Data listing >>
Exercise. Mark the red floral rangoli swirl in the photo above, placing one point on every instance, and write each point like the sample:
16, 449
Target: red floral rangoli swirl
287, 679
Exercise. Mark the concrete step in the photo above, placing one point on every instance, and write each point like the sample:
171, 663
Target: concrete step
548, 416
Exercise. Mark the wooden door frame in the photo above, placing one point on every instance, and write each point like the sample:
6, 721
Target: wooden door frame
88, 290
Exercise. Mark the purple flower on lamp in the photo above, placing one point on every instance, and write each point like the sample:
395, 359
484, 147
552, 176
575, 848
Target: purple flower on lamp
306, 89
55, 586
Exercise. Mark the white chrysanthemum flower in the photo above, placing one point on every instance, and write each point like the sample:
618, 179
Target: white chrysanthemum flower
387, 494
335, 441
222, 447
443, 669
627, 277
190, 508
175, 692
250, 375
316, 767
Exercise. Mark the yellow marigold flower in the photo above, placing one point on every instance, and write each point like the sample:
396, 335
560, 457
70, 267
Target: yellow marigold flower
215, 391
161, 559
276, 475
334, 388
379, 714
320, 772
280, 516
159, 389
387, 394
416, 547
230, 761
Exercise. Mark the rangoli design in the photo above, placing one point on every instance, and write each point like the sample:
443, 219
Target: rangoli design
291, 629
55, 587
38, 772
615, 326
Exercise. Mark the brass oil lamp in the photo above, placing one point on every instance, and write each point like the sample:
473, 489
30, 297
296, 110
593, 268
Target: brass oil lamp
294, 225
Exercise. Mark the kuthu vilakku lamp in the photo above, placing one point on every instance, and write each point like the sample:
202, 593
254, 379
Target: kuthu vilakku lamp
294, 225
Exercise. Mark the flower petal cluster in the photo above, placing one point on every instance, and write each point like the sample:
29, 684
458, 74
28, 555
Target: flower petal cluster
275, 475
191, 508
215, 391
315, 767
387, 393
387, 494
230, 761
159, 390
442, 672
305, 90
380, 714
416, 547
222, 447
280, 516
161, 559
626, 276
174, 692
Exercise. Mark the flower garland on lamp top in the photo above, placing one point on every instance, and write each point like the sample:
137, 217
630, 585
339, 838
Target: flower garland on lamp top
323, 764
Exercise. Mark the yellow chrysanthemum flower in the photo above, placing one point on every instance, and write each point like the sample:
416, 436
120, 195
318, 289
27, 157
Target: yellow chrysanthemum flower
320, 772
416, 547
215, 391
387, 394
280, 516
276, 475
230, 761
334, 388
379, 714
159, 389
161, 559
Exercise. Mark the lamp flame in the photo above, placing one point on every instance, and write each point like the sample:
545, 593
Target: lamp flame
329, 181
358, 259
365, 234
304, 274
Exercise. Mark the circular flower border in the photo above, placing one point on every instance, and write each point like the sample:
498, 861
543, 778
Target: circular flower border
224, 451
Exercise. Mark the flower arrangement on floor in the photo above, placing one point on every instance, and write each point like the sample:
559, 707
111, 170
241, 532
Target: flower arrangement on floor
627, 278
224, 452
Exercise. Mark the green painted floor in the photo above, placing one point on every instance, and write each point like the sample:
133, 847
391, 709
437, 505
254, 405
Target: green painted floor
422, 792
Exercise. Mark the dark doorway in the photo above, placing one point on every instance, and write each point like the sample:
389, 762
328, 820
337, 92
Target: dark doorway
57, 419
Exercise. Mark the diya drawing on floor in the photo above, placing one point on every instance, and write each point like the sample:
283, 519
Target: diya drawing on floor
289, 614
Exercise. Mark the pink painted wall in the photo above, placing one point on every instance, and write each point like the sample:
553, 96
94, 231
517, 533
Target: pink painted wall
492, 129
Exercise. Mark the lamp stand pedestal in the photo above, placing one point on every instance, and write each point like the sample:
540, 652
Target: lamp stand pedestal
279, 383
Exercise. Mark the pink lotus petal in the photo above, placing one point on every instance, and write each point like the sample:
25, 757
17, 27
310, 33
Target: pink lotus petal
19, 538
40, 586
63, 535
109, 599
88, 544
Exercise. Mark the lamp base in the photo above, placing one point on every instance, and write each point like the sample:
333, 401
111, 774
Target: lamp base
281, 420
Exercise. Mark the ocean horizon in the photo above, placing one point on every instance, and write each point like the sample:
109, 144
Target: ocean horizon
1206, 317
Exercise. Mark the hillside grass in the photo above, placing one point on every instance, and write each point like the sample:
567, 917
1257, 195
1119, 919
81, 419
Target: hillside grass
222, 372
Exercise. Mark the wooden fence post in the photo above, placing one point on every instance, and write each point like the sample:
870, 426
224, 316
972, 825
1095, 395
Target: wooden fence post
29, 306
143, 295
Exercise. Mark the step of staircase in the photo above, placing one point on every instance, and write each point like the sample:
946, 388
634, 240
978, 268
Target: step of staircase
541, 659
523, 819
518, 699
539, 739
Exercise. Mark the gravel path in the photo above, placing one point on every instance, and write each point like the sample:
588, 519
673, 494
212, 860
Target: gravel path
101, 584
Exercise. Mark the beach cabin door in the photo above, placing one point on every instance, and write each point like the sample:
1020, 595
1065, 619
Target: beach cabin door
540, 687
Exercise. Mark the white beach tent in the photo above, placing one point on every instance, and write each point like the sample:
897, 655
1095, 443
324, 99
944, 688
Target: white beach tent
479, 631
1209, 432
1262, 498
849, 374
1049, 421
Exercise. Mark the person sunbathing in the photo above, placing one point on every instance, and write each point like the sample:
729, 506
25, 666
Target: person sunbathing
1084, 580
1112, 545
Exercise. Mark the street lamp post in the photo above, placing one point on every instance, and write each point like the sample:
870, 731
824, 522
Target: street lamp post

Exercise brief >> Reproduce all of the entries above line by line, without changing a single character.

Expected answer >>
Exercise. Mark the red floral rangoli swirl in the photo above, placing one point on every instance, and write each point like the sample:
16, 449
Target: red floral rangoli swirl
287, 679
Exercise. Mark the concrete step in the photo above, placing one point on every instance, and write each point like the sample:
171, 663
Target: concrete step
548, 416
Exercise. Mark the wooden door frame in the photo above, placing one point on every instance, and write each point like the sample:
6, 721
Target: wooden door frame
88, 290
Exercise. Mark the purple flower on lamp in the photo above, placing one point on every instance, and write each point like the sample:
395, 359
484, 147
552, 176
575, 848
Target: purple flower on lamp
306, 89
55, 586
Exercise. Mark the white chrysanthemum flower in the photo above, placing one point on every instance, and write each point like the sample:
618, 179
Target: white chrysanthemum flower
387, 494
335, 441
222, 447
443, 669
627, 277
190, 508
175, 692
250, 375
316, 767
Exercise. Mark the yellow marigold flower in the photo above, placing one point on every instance, and write each point like the sample:
396, 335
560, 457
70, 267
Target: yellow marigold flower
215, 391
161, 559
276, 475
334, 388
379, 714
320, 772
280, 516
159, 389
387, 394
416, 547
230, 761
Exercise. Mark the rangoli design in the photo above, placing one point on every instance, and write each point like the sample:
443, 219
Target: rangoli design
291, 629
55, 587
38, 772
615, 326
Exercise. Mark the brass oil lamp in the photo above, placing one point on every instance, and write each point like the sample:
473, 489
30, 297
296, 110
593, 268
Target: brass oil lamp
294, 225
Exercise. Mark the kuthu vilakku lamp in the photo above, placing one point on every instance, and write each point like the sample:
202, 593
254, 379
Target: kuthu vilakku lamp
294, 225
Exercise. Mark the flower petal cluster in the photo above, placing one point on every instance, and write each point like the sample:
29, 684
458, 74
28, 555
Target: flower petal cluster
275, 475
191, 508
215, 391
315, 767
387, 393
387, 494
230, 761
159, 390
442, 672
305, 90
380, 714
416, 547
222, 447
280, 516
161, 559
626, 276
174, 692
Exercise. Mark the flower garland on lamp top in the photo above, placing one point on every instance, and write each point like the sample:
137, 217
630, 585
339, 838
Target: flower garland on lamp top
323, 764
Exercise. Mark the yellow chrysanthemum flower in the photo above, placing one point on every instance, and write each point like the sample:
416, 436
120, 195
318, 289
27, 157
Target: yellow chrysanthemum flower
320, 772
416, 547
215, 391
387, 394
280, 516
276, 475
230, 761
334, 388
379, 714
159, 389
161, 559
Exercise. Mark the lamp flame in the photo above, placing one point on every instance, and write each point like the sample:
545, 593
Target: lamp flame
329, 181
358, 259
365, 234
304, 274
Exercise. Mark the circular flower border in the photo above, placing one point on every instance, and write each point like the sample:
498, 861
543, 778
Target: circular flower border
224, 451
Exercise. Mark the flower arrangement on floor in the photo above, placing one point on every instance, and write each point like the sample:
559, 707
111, 170
241, 532
Target: flower arrangement on floor
627, 278
224, 452
Exercise. Mark the green painted floor in the photo above, placing one point on every instance, and write each point like the sample:
133, 847
391, 709
437, 505
254, 405
Target: green painted floor
422, 792
Exercise. Mark the dark doorway in the photo above, placing one point on every instance, and write each point like the sample:
389, 762
328, 820
337, 92
Target: dark doorway
57, 419
Exercise. Mark the diya drawing on floor in the photo above, placing one point on every instance, and write each point like the sample:
283, 519
Target: diya drawing on floor
289, 614
Exercise. Mark the pink painted wall in the photo above, placing one point on every instance, and write each point like the sample:
553, 96
94, 231
517, 533
Target: pink painted wall
492, 129
Exercise. Mark the lamp stand pedestal in the photo above, placing one point on every instance, and write each point like the sample:
540, 652
Target: lamp stand pedestal
279, 383
Exercise. Mark the pink lotus petal in the photo above, placing one point on every instance, and write each point like the sample:
25, 757
17, 27
310, 33
Target: pink lotus petal
19, 538
40, 586
63, 535
109, 599
88, 544
Exercise. Mark the lamp base in the photo above, placing one point on every instance, and write each point like the sample:
333, 401
111, 774
Target: lamp base
281, 420
Exercise. Mark the ocean horizon in the photo above, placing one point on every instance, and write each point like the sample:
109, 144
Target: ocean horizon
1206, 317
Exercise. Mark the hillside grass in the photo above, placing one point on every instance, and write each point like the sample:
567, 917
1257, 195
1119, 919
81, 419
Target: hillside grass
222, 372
Exercise. Mark the wooden fence post in the photo above, placing one point on every instance, and write each point like the sample:
870, 426
224, 316
972, 825
1095, 395
Target: wooden fence post
29, 306
143, 295
Exercise. Mark the step of staircase in the photo above, placing one point on every instance, and write each point like the sample:
946, 388
634, 240
978, 268
Target: step of staircase
541, 659
523, 819
518, 699
539, 739
Exercise. Mark the gravel path in the photo above, placing one point on every instance, and write each point like the sample:
588, 519
673, 494
212, 860
Target: gravel path
101, 584
Exercise. Mark the beach cabin door in the photo above, placing one point on every instance, and write each point like the sample:
1020, 595
1065, 619
Target: beach cabin door
540, 687
Exercise. Mark the white beach tent in the photo above, placing one point on every instance, and write each point like the sample:
897, 655
1095, 443
324, 99
944, 688
Target: white beach tent
479, 631
1209, 432
1262, 498
849, 374
1049, 421
Exercise. Mark the person sunbathing in the photo above, placing one point on every instance, and write each point like the sample:
729, 506
25, 666
Target: person sunbathing
1084, 580
1112, 545
Exercise. Mark the street lamp post in the photo above, placing one point on every instance, and write each point like the sample:
870, 731
824, 522
Target: street lamp post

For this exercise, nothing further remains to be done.